• **Problem**: Omit every picture while repeating the entries exactly.

##############################

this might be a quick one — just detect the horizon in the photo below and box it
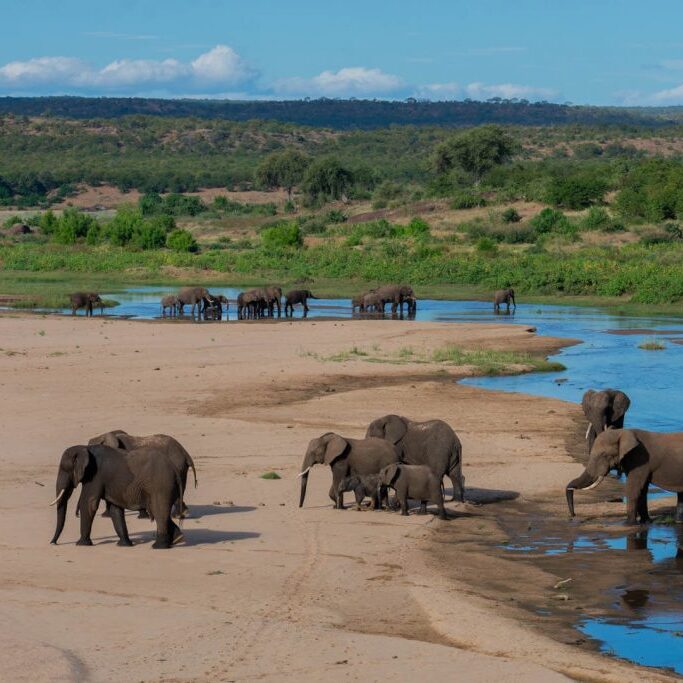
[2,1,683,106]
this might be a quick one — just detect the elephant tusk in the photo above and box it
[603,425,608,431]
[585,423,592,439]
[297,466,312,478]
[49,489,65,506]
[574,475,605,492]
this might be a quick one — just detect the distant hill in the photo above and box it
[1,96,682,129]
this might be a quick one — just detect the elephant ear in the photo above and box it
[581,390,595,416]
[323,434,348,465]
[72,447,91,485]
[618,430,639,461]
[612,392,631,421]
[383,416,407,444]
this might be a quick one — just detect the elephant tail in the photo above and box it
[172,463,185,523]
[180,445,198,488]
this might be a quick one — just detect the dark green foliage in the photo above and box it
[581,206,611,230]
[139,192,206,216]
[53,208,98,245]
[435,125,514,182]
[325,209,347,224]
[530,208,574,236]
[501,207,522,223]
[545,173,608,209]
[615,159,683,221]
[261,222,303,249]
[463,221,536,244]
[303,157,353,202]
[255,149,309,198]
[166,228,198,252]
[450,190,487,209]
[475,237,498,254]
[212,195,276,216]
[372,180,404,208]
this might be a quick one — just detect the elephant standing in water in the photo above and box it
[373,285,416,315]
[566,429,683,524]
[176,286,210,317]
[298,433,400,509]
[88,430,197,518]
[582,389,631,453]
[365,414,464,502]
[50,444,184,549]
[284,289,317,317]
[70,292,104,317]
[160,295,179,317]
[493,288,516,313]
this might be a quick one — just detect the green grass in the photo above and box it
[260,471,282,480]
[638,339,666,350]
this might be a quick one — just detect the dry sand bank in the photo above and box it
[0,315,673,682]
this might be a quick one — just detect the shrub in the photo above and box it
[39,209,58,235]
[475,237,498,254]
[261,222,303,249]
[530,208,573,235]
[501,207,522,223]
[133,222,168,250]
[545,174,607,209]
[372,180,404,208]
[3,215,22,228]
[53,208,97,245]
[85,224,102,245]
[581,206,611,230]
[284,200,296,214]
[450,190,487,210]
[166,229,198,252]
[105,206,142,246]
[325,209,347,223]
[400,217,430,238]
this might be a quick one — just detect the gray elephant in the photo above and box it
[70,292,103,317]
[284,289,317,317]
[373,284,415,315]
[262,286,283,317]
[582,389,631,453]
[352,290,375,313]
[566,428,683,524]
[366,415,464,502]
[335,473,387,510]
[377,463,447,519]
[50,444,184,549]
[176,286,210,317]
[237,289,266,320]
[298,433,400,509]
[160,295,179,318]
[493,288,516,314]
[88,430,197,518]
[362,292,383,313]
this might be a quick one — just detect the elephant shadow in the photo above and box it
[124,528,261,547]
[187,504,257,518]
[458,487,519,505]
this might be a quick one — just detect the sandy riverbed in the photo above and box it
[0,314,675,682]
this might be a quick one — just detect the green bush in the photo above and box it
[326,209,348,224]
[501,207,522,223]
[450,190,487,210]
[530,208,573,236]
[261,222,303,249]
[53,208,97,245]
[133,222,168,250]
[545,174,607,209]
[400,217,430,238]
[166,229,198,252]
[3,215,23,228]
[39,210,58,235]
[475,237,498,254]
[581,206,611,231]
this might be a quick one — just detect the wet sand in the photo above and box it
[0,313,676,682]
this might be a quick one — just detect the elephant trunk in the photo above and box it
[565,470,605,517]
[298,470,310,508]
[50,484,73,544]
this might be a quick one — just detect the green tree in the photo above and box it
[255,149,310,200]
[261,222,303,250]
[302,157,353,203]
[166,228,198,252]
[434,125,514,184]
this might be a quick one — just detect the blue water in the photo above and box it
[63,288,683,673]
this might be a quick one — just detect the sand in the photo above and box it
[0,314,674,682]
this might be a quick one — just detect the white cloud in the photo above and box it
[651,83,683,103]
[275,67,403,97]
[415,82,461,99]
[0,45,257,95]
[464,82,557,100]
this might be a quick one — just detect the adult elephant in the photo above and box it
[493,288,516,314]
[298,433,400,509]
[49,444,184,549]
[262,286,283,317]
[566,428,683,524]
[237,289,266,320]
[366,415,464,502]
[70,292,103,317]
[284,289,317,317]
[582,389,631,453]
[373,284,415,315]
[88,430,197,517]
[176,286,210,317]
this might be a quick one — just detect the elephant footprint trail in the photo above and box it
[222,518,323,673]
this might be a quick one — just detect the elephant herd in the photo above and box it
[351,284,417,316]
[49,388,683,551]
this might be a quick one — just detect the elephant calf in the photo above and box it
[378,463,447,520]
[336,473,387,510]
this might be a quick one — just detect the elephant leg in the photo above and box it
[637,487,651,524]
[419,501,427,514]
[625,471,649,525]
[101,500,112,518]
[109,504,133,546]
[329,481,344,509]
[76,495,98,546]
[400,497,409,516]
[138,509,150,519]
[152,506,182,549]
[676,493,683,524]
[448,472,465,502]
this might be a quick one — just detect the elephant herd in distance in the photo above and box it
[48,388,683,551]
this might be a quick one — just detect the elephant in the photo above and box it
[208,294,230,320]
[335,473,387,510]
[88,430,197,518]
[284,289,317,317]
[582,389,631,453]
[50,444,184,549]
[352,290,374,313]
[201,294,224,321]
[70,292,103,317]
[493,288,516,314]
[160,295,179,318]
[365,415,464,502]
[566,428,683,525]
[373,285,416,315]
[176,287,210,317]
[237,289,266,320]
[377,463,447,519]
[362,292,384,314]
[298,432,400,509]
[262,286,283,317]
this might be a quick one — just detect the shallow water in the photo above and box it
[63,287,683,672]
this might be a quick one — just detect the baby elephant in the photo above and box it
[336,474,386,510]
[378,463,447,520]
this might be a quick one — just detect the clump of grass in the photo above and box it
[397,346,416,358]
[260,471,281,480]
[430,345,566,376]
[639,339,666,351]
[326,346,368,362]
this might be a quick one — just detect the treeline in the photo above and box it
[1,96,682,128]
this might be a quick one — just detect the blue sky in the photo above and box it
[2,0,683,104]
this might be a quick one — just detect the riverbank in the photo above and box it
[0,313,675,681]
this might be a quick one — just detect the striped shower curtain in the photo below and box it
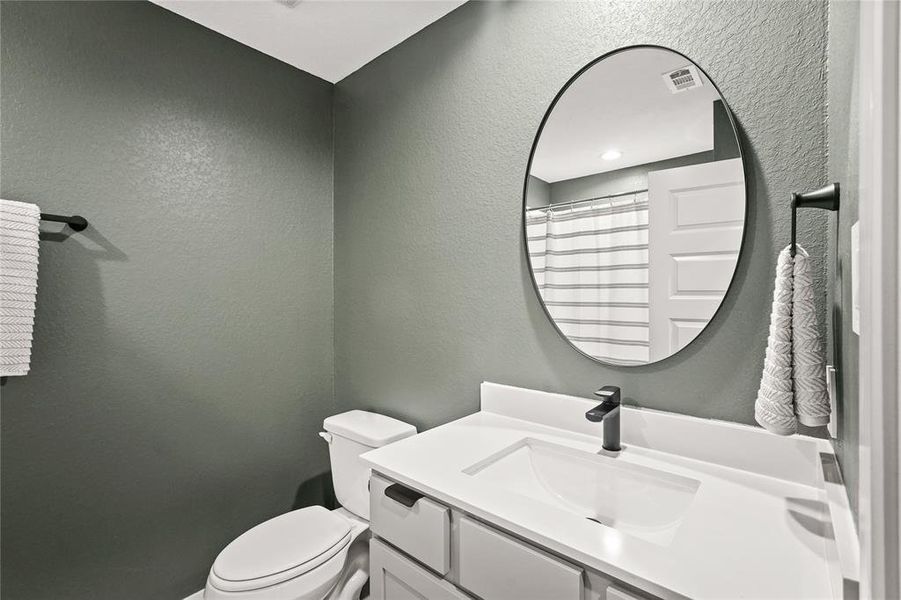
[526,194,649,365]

##############################

• **The completed task**:
this might be a quick one — just detect the horizon in the photo below and box it
[2,1,683,106]
this might be a quick one — just detect the elephant tusk in the photo above and box it
[603,425,608,431]
[585,423,592,439]
[297,466,312,478]
[49,489,65,506]
[574,475,605,492]
this might be a quick one — just detect the distant hill in the photo above and box it
[1,96,682,129]
this might be a quick one — just detect the elephant ear in the photo above and box it
[581,390,595,416]
[323,434,348,465]
[72,447,91,485]
[618,430,639,461]
[612,392,631,421]
[383,416,407,444]
this might be a quick one — just detect the elephant tail in the photo above and box it
[172,463,185,523]
[180,445,198,488]
this might be a quick one — just detect the dark green foliage in the photo above and box it
[581,206,611,230]
[139,192,206,216]
[53,208,98,245]
[435,125,514,182]
[325,209,347,224]
[530,208,574,236]
[501,207,522,223]
[545,173,608,209]
[615,159,683,221]
[261,222,303,249]
[463,221,536,244]
[303,157,353,202]
[255,149,309,198]
[166,228,198,252]
[450,190,487,209]
[475,237,498,254]
[212,195,276,216]
[372,180,404,208]
this might be a quick one — just detect the elephant standing in water in the photo above and box it
[373,285,416,315]
[566,429,683,524]
[176,286,210,317]
[298,433,400,509]
[88,430,197,518]
[582,389,631,453]
[365,414,464,502]
[50,444,184,549]
[284,289,317,317]
[70,292,104,317]
[160,295,179,317]
[493,288,516,313]
this might be a quick one — just detect the green grass in the photo above and box it
[260,471,282,480]
[638,339,666,350]
this might be a quick one — just detect the dry sand bank in the photo above and box it
[0,315,673,682]
this might be a quick one — just detect the shrub in the photo above and box it
[39,209,58,235]
[475,237,498,254]
[261,222,303,249]
[530,208,573,235]
[501,207,522,223]
[133,222,168,250]
[545,174,607,209]
[372,180,404,208]
[3,215,22,228]
[53,208,97,245]
[85,224,102,245]
[581,206,611,230]
[284,200,296,214]
[450,190,487,210]
[166,229,198,252]
[105,206,142,246]
[325,209,347,223]
[400,217,430,238]
this might be a quick one — just detect the gray elephant in the photo above and box it
[70,292,103,317]
[284,289,317,317]
[373,284,415,315]
[262,286,283,317]
[582,389,631,453]
[352,290,375,313]
[566,428,683,524]
[366,415,464,502]
[335,473,387,510]
[377,463,447,519]
[50,444,184,549]
[176,286,210,317]
[237,289,266,320]
[298,433,400,509]
[160,295,179,318]
[493,288,516,314]
[88,430,197,518]
[362,292,383,313]
this might be a quick one — just detect the elephant shadow in the photo above and box it
[124,528,261,547]
[187,504,257,518]
[458,487,519,505]
this might be a quick one — just detect the sandy riverbed in the photo above and box it
[0,314,675,682]
this might be a quick one — just detect the green bush in the photo above and box it
[326,209,348,224]
[501,207,522,223]
[450,190,487,210]
[530,208,573,236]
[261,222,303,249]
[53,208,97,245]
[133,222,168,250]
[545,174,607,209]
[400,217,430,238]
[166,229,198,252]
[3,215,23,228]
[39,210,58,235]
[475,237,498,254]
[581,206,611,231]
this might be a quick one — just detect the wet sand in the photo above and box it
[0,313,676,682]
this might be a quick one — just detect the elephant trunk in the photo above and box it
[565,470,605,517]
[298,470,310,508]
[50,484,73,544]
this might be a quick one — just detect the green tree in the photo above and box it
[255,149,310,200]
[261,222,303,250]
[302,157,353,203]
[166,228,198,252]
[434,125,514,184]
this might be a quick one — just detect the blue water in the photo above and box it
[63,288,683,673]
this might be a quick one — just detect the sand in the photo above and box it
[0,314,674,682]
this might be a quick one — just detect the white cloud in the photo above and box it
[651,83,683,103]
[275,67,403,97]
[415,82,461,99]
[0,45,257,95]
[464,82,557,100]
this might be a quick one — just detect the adult elephant in the photo above and box it
[493,288,516,314]
[298,433,400,509]
[49,444,184,549]
[262,286,283,317]
[566,428,683,524]
[237,289,266,320]
[366,415,464,502]
[70,292,103,317]
[284,289,317,317]
[582,389,631,453]
[373,284,415,315]
[88,430,197,517]
[176,286,210,317]
this might be a quick one — just detect the elephant footprint trail in the photo above and box it
[222,518,323,673]
this might be a quick one — just detect the elephant herd in the photo above and box it
[351,284,417,316]
[49,388,683,551]
this might be a quick one — just detect the elephant calf in the photo above and box it
[378,463,447,520]
[336,473,387,510]
this might be a quick one — just detect the elephant leg in the photo above and box it
[637,487,651,524]
[419,501,427,514]
[625,471,649,525]
[101,500,112,518]
[109,504,133,546]
[329,481,344,509]
[76,495,98,546]
[400,497,409,516]
[138,509,150,519]
[152,506,182,549]
[676,493,683,524]
[448,472,465,502]
this might be a quick one — just detect the elephant herd in distance in the photo above and box it
[48,388,683,551]
this might be a quick one — just detect the elephant in the photo above and box it
[208,294,230,320]
[335,473,387,510]
[88,430,197,518]
[284,289,317,317]
[582,389,631,453]
[50,444,184,549]
[352,290,374,313]
[201,294,224,321]
[70,292,103,317]
[493,288,516,314]
[160,295,179,318]
[365,415,464,502]
[566,428,683,525]
[373,285,416,315]
[176,287,210,317]
[237,289,266,320]
[377,463,447,519]
[362,292,384,314]
[298,432,400,509]
[262,286,283,317]
this might be a quick one — just detect the shallow water in the photo above and box it
[63,287,683,672]
this might be a quick one — just detect the baby elephant in the photo above and box it
[336,474,386,510]
[378,463,447,520]
this might be a quick one — just detect the clump of grass in the photo above and box it
[397,346,416,358]
[260,471,281,480]
[430,345,566,376]
[639,339,666,351]
[326,346,368,362]
this might be a quick one — just detect the treeline in the photo above and box it
[1,96,682,128]
this might be a quick one — just detect the blue sky in the photo above and box it
[2,0,683,104]
this might be a quick one — just detect the riverbank in the photo above and box it
[0,313,675,681]
this might be a quick one — just detect the striped shower curtain in the photo below and box it
[526,194,649,365]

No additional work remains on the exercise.